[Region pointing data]
- Opening Delimiter -

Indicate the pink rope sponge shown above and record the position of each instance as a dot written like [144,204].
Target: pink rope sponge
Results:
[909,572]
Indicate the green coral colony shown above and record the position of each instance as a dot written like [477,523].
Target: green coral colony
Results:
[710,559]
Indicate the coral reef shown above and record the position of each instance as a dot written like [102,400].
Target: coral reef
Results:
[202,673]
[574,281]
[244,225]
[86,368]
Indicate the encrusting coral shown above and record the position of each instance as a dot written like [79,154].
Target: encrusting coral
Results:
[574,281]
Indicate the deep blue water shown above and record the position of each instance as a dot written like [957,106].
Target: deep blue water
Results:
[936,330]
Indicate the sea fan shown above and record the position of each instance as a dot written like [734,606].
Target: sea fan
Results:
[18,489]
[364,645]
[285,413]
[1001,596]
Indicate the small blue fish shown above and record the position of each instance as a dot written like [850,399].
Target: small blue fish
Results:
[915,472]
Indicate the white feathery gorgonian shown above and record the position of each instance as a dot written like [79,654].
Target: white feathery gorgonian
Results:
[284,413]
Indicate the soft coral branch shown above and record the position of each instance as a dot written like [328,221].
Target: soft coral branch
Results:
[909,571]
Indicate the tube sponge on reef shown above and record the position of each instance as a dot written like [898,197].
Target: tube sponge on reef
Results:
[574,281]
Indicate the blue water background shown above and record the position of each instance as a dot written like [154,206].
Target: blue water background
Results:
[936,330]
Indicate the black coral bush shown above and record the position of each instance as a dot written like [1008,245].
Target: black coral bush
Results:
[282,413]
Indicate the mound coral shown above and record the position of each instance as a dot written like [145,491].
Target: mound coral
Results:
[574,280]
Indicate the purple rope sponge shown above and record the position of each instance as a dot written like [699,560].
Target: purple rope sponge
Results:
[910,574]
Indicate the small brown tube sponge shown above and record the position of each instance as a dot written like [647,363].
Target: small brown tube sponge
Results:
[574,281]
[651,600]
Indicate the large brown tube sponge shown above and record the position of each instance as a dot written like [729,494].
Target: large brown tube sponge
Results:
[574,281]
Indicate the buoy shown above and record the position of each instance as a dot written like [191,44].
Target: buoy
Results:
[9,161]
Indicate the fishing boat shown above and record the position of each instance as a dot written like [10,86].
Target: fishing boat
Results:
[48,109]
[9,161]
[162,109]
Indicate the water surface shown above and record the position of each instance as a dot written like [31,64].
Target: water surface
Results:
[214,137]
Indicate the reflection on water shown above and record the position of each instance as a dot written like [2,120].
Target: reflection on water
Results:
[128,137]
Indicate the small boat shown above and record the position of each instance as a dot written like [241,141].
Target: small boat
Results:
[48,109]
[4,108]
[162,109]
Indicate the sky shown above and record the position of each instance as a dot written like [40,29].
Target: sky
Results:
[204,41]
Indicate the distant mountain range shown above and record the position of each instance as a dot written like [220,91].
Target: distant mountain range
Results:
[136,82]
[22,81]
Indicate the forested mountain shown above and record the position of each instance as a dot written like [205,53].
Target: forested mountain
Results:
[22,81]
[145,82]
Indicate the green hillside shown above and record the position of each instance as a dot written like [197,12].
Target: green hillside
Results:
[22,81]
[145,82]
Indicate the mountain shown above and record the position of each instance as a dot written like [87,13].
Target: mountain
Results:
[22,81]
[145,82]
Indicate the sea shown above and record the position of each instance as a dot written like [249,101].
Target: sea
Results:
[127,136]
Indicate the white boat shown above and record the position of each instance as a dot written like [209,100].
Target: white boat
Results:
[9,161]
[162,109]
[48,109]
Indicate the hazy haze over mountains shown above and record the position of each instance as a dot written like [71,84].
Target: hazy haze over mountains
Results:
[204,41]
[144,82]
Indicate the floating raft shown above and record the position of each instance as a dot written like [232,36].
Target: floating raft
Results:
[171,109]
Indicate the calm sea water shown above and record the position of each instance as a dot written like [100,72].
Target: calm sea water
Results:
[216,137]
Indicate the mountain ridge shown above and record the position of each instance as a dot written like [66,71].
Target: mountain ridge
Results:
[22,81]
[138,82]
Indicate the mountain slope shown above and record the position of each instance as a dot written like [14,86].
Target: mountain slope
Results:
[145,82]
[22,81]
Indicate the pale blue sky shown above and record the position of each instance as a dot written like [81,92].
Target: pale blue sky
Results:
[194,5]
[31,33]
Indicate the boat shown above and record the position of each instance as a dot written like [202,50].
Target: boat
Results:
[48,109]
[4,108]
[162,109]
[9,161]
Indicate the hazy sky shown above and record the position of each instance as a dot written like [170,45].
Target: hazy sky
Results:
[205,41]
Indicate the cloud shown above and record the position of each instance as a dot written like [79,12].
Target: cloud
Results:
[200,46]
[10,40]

- Closing Delimiter -

* _TASK DESCRIPTION_
Down to the last character, restate every record.

* _WRITTEN ANSWER_
Indicate the pink rope sponge shown above and record the position of each instance as a dot written like [144,204].
Target: pink rope sponge
Results:
[909,572]
Indicate the green coral colony shown above and record the position of each instance as a dot written like [477,523].
Target: green coral colony
Results:
[710,559]
Indicate the coral reef shown above and record the position of each instance as a dot written like [102,400].
Target: coral reef
Results:
[202,673]
[574,281]
[244,225]
[86,368]
Indicate the encrusting coral shown above and record the position of each instance as a dot written like [79,154].
Target: encrusting coral
Results:
[574,281]
Indicate the deep blue water shown above and record the position of each instance as a dot written like [957,106].
Target: deep blue water
Results:
[936,330]
Indicate the sea fan shown above and record the position of each instance as a dot written like [734,606].
Target: sea fan
Results:
[18,489]
[364,645]
[285,413]
[1001,596]
Indicate the small blue fish shown above and record the position of each instance as a dot written like [850,399].
Target: small blue fish
Results:
[915,472]
Indicate the white feathery gorgonian shown above and record the position of each instance as a dot written like [79,654].
Target: white feathery gorgonian
Results:
[284,413]
Indicate the soft coral branch shown above and record the position of each instance as a dot written like [328,221].
Target: soft coral branch
Results:
[909,571]
Indicate the tube sponge on reef shown above and record the position of each instance as a dot written like [898,197].
Target: tube sponge on reef
Results:
[574,281]
Indicate the blue water background shown above and record the position of each instance as a dot written like [154,206].
Target: blue water background
Results:
[936,330]
Indicate the black coral bush shown above and record the position of each instance as a dot written like [1008,245].
Target: black coral bush
Results:
[282,413]
Indicate the mound coral shown above and record the position of each instance as a dot written like [145,491].
Target: mound coral
Results:
[574,280]
Indicate the purple rope sponge shown above and record the position of each instance as a dot written like [699,560].
Target: purple rope sponge
Results:
[910,574]
Indicate the small brown tube sponge shown above and record the position of each instance as a dot written like [647,363].
Target: small brown tube sponge
Results:
[574,281]
[651,600]
Indicate the large brown tube sponge shown above and record the position of each instance as a dot written like [729,494].
Target: large brown tube sponge
Results:
[574,281]
Indicate the buoy shown above and record the position of each instance as a dot written like [191,44].
Target: buoy
Results:
[9,161]
Indicate the fishing boat shown above and record the position of each instance as a dot written like [10,86].
Target: fishing boat
Results:
[48,109]
[9,161]
[162,109]
Indicate the water surface shown above and record the position of each instance as a dot written like [31,64].
Target: water surface
Results:
[214,137]
Indicate the reflection on water shown above and record the position of each instance as a dot written like [2,120].
Target: reflection on water
Results:
[128,137]
Indicate the small boat shown above and record the position of each instance as a dot written like [241,141].
Target: small boat
Results:
[48,109]
[4,108]
[162,109]
Indicate the sky shown above and record the position of each instance as a dot written like [40,29].
Target: sky
Results:
[204,41]
Indicate the distant mountain range shown above and record the position of each instance as a dot written like [220,91].
Target: distant mountain range
Results:
[136,82]
[22,81]
Indicate the forested mountain shown above and record the position of each instance as a dot written like [205,53].
Target: forested mountain
Results:
[22,81]
[145,82]
Indicate the green hillside shown above and record the position of each instance as a dot written like [197,12].
Target: green hillside
Results:
[22,81]
[145,82]
Indicate the mountain shown above and record the position of each instance as a dot written like [87,13].
Target: mountain
Results:
[22,81]
[145,82]
Indicate the sea shown above and record the position of each instance as a dot written like [249,101].
Target: sea
Results:
[127,136]
Indicate the white boat shown above and record the position of each instance as a dot written like [209,100].
Target: white boat
Results:
[9,161]
[162,109]
[48,109]
Indicate the hazy haze over mountains shown above and record the position of each instance as a dot written like [71,84].
Target: hazy haze over mountains
Results:
[204,41]
[144,82]
Indicate the floating raft shown above and record the position of each instance as a dot written like [232,36].
Target: floating raft
Results:
[171,109]
Indicate the calm sea water shown above and record the position of each instance as a dot written like [100,72].
Target: calm sea water
Results:
[216,137]
Indicate the mountain ridge shown above and record the position of each instance as a dot written like [66,71].
Target: mountain ridge
Results:
[22,81]
[138,82]
Indicate the mountain slope shown above and record the position of each instance as a dot written like [14,86].
Target: mountain slope
Results:
[145,82]
[22,81]
Indicate the pale blue sky shown above and record the position of each instance as a dot written like [81,92].
Target: pale blue sky
Results:
[194,5]
[31,33]
Indicate the boat shown above and record the position of each instance as a dot written like [202,50].
Target: boat
Results:
[48,109]
[4,108]
[162,109]
[9,161]
Indicate the hazy sky shown above and record the position of each instance as a dot written like [170,45].
Target: hazy sky
Results:
[205,41]
Indicate the cloud shown above and record the position of each instance as a dot written like [79,12].
Target: cloud
Results:
[200,46]
[10,40]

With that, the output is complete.